» **TASK STATEMENT**: Using the listing below, say how many of its lines hold "hair". Offer nothing beyond the number.

------ DATA LISTING ------

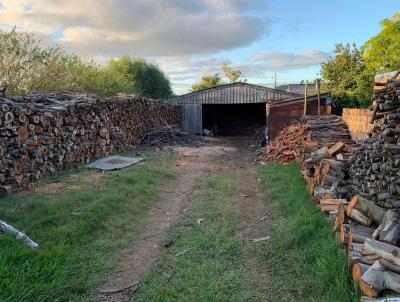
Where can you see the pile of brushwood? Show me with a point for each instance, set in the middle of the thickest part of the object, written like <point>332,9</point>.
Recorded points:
<point>317,130</point>
<point>165,135</point>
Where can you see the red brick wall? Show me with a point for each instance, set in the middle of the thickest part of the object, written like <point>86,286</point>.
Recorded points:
<point>358,122</point>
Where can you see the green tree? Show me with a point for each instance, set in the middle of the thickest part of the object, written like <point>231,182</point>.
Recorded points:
<point>26,66</point>
<point>382,52</point>
<point>207,81</point>
<point>146,79</point>
<point>346,76</point>
<point>232,75</point>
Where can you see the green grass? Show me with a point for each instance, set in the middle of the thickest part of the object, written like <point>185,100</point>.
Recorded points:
<point>302,254</point>
<point>210,268</point>
<point>81,232</point>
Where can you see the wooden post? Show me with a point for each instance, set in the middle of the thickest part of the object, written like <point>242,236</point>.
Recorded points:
<point>305,98</point>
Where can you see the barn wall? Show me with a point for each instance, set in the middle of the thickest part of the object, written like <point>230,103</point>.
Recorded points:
<point>192,118</point>
<point>358,122</point>
<point>281,117</point>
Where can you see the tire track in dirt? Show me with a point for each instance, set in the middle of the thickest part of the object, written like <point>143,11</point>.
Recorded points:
<point>193,164</point>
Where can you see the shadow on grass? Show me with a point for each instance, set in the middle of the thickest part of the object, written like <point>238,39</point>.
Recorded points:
<point>81,232</point>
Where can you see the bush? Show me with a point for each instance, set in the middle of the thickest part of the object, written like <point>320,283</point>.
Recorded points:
<point>27,66</point>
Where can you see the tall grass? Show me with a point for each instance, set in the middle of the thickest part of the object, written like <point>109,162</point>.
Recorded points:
<point>81,233</point>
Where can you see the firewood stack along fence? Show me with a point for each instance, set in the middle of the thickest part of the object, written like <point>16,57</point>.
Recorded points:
<point>360,191</point>
<point>42,133</point>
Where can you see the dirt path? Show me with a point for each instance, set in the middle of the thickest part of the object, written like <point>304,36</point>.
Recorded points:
<point>210,157</point>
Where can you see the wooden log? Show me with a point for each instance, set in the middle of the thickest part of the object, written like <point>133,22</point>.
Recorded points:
<point>359,233</point>
<point>386,253</point>
<point>23,133</point>
<point>340,217</point>
<point>336,148</point>
<point>360,217</point>
<point>6,228</point>
<point>389,230</point>
<point>377,279</point>
<point>366,207</point>
<point>358,270</point>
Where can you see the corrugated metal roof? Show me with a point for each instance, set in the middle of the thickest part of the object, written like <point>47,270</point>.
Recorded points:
<point>325,98</point>
<point>234,93</point>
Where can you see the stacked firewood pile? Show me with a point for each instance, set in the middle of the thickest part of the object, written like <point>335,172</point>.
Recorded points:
<point>165,135</point>
<point>370,222</point>
<point>42,133</point>
<point>318,131</point>
<point>358,188</point>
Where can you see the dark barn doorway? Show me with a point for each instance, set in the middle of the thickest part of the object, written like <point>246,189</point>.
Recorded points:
<point>235,119</point>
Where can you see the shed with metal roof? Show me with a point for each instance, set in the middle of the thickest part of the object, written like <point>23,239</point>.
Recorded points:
<point>228,109</point>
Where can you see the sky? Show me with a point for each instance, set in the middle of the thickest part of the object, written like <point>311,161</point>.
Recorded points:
<point>191,38</point>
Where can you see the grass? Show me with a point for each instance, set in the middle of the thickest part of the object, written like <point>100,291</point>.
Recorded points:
<point>81,232</point>
<point>210,255</point>
<point>302,255</point>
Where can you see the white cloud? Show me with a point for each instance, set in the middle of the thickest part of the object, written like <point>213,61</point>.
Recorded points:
<point>288,61</point>
<point>140,27</point>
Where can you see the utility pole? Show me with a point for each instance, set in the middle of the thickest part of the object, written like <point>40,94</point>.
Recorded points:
<point>319,96</point>
<point>305,98</point>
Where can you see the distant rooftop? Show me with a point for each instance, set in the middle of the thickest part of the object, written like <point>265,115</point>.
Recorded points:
<point>299,88</point>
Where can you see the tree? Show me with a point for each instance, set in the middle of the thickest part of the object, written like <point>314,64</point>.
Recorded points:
<point>25,66</point>
<point>232,75</point>
<point>346,76</point>
<point>146,79</point>
<point>207,81</point>
<point>341,70</point>
<point>382,52</point>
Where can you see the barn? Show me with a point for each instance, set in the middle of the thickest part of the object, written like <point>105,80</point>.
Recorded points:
<point>228,109</point>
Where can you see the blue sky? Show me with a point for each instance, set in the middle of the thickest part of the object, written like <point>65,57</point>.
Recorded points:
<point>190,38</point>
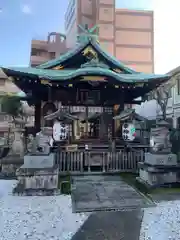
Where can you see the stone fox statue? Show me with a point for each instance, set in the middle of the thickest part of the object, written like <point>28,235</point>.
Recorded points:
<point>159,139</point>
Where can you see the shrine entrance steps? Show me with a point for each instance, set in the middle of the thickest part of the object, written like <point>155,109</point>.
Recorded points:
<point>105,193</point>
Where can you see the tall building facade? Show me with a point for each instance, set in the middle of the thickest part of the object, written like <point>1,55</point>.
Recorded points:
<point>125,33</point>
<point>42,51</point>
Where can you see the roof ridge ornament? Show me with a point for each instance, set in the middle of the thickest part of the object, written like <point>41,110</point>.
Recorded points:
<point>95,63</point>
<point>87,34</point>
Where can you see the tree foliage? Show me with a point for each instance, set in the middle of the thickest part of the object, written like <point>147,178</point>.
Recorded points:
<point>162,94</point>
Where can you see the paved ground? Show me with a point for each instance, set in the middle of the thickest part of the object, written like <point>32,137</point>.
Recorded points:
<point>99,193</point>
<point>111,226</point>
<point>165,197</point>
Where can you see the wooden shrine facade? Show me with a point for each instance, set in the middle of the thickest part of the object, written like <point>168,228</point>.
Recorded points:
<point>85,76</point>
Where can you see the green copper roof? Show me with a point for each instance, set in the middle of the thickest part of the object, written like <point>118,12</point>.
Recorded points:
<point>78,49</point>
<point>61,75</point>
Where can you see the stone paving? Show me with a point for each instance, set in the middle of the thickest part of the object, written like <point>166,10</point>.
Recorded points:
<point>111,226</point>
<point>103,193</point>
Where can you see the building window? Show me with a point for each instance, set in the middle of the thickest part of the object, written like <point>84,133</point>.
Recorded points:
<point>37,52</point>
<point>178,85</point>
<point>2,81</point>
<point>52,55</point>
<point>170,93</point>
<point>135,5</point>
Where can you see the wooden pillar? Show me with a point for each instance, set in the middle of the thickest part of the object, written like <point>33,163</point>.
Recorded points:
<point>87,122</point>
<point>37,120</point>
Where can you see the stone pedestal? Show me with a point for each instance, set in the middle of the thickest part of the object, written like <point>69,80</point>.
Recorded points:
<point>158,169</point>
<point>37,176</point>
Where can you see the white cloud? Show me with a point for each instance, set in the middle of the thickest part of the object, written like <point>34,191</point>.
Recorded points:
<point>26,9</point>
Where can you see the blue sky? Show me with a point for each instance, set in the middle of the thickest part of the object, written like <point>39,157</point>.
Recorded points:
<point>22,20</point>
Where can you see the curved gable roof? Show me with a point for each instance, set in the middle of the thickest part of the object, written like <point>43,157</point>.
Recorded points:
<point>78,49</point>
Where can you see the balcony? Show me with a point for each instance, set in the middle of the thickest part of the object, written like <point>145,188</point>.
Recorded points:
<point>36,60</point>
<point>39,44</point>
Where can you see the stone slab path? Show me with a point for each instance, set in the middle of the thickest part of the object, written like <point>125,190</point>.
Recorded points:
<point>104,193</point>
<point>111,226</point>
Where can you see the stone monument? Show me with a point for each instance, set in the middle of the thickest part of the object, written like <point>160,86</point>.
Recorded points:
<point>160,166</point>
<point>39,173</point>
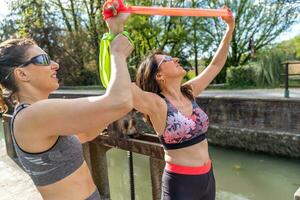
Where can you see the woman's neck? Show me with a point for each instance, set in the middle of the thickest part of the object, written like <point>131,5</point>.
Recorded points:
<point>30,97</point>
<point>173,91</point>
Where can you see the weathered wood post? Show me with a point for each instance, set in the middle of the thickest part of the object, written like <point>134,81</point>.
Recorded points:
<point>297,194</point>
<point>286,90</point>
<point>95,156</point>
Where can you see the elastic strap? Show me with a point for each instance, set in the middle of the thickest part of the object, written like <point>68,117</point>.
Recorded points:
<point>104,57</point>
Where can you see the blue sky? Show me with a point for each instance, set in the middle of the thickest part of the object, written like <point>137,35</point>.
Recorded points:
<point>290,33</point>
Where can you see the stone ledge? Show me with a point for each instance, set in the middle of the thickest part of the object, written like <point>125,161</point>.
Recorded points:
<point>271,141</point>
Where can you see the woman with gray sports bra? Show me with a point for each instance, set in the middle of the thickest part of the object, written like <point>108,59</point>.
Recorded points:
<point>47,133</point>
<point>179,122</point>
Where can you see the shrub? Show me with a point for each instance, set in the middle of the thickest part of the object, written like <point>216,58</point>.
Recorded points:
<point>271,68</point>
<point>241,76</point>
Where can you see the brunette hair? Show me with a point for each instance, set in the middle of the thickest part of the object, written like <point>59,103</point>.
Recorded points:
<point>12,54</point>
<point>146,78</point>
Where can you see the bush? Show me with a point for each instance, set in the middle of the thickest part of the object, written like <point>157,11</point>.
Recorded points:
<point>271,68</point>
<point>241,76</point>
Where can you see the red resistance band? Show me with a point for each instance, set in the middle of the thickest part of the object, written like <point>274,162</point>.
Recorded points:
<point>113,7</point>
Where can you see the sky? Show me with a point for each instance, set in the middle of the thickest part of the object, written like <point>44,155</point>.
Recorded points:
<point>288,34</point>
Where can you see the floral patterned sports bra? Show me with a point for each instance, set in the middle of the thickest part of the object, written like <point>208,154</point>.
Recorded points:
<point>181,130</point>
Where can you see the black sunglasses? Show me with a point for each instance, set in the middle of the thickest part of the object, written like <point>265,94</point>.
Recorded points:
<point>41,60</point>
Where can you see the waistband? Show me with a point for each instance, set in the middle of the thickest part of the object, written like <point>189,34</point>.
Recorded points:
<point>180,169</point>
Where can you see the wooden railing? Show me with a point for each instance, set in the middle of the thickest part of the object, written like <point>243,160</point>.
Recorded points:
<point>262,123</point>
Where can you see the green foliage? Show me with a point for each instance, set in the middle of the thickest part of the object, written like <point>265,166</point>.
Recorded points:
<point>270,67</point>
<point>70,30</point>
<point>290,47</point>
<point>241,76</point>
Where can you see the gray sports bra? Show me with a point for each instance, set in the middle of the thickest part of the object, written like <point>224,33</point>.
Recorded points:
<point>54,164</point>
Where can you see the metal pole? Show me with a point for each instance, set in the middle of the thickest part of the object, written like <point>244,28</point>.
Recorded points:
<point>286,91</point>
<point>131,175</point>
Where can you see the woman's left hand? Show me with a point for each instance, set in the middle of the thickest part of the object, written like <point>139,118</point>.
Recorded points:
<point>229,20</point>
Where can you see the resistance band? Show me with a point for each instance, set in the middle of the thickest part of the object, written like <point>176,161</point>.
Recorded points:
<point>113,7</point>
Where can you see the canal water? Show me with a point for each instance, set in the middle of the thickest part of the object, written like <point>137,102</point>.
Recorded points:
<point>239,175</point>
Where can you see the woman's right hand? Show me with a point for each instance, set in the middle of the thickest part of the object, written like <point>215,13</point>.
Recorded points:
<point>116,24</point>
<point>121,46</point>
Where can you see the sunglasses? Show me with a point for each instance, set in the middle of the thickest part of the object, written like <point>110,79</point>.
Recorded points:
<point>165,59</point>
<point>40,60</point>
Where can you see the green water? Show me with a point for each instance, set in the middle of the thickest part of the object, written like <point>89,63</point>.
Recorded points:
<point>239,175</point>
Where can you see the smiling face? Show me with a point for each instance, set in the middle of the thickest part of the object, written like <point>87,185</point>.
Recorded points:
<point>40,73</point>
<point>169,67</point>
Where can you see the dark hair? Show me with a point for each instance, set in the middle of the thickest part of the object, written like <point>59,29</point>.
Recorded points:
<point>146,78</point>
<point>12,54</point>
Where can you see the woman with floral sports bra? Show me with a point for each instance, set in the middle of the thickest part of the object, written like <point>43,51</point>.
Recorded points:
<point>180,123</point>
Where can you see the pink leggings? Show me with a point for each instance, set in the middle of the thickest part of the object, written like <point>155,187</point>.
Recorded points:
<point>188,183</point>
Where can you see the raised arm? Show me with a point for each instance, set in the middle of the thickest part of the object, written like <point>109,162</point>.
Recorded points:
<point>200,82</point>
<point>85,115</point>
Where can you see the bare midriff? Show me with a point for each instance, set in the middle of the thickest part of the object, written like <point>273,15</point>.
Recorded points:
<point>77,186</point>
<point>195,155</point>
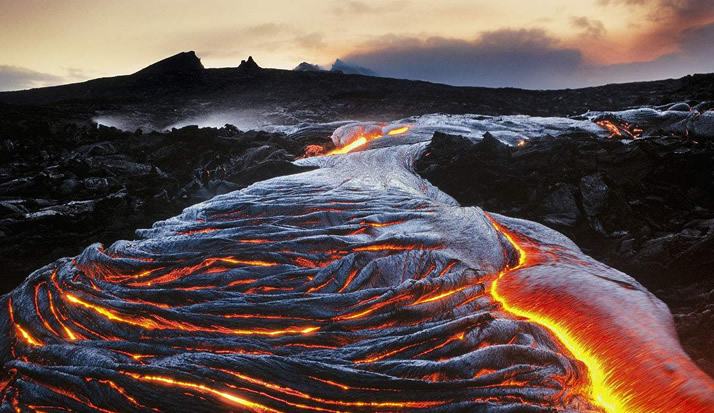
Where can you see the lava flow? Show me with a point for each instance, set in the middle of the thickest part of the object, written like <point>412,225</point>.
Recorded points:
<point>351,137</point>
<point>651,377</point>
<point>356,286</point>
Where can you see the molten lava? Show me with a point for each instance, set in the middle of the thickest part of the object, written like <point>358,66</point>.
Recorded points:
<point>619,382</point>
<point>356,286</point>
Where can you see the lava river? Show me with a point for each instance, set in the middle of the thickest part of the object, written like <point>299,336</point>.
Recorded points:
<point>357,286</point>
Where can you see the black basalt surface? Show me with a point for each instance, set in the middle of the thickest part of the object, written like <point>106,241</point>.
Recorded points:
<point>645,207</point>
<point>66,185</point>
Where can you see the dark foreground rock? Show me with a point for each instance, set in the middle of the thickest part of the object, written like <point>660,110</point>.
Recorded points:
<point>645,207</point>
<point>64,186</point>
<point>357,286</point>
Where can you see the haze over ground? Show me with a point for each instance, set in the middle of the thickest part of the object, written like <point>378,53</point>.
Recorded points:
<point>546,44</point>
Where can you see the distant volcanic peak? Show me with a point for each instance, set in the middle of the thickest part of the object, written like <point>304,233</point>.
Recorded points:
<point>183,62</point>
<point>308,67</point>
<point>351,69</point>
<point>249,65</point>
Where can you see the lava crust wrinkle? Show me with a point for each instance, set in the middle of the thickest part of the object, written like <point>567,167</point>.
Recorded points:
<point>357,286</point>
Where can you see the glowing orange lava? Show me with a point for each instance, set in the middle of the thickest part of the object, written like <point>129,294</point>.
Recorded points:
<point>627,373</point>
<point>363,139</point>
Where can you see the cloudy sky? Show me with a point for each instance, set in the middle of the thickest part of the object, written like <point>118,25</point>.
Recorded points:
<point>520,43</point>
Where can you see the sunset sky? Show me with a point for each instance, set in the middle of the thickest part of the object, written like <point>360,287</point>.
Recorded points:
<point>532,44</point>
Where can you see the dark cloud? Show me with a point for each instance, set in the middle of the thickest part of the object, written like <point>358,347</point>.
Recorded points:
<point>528,59</point>
<point>591,28</point>
<point>311,41</point>
<point>16,78</point>
<point>670,11</point>
<point>519,58</point>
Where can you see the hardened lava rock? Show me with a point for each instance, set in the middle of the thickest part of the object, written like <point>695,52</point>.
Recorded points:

------

» **WRITTEN SOLUTION**: 2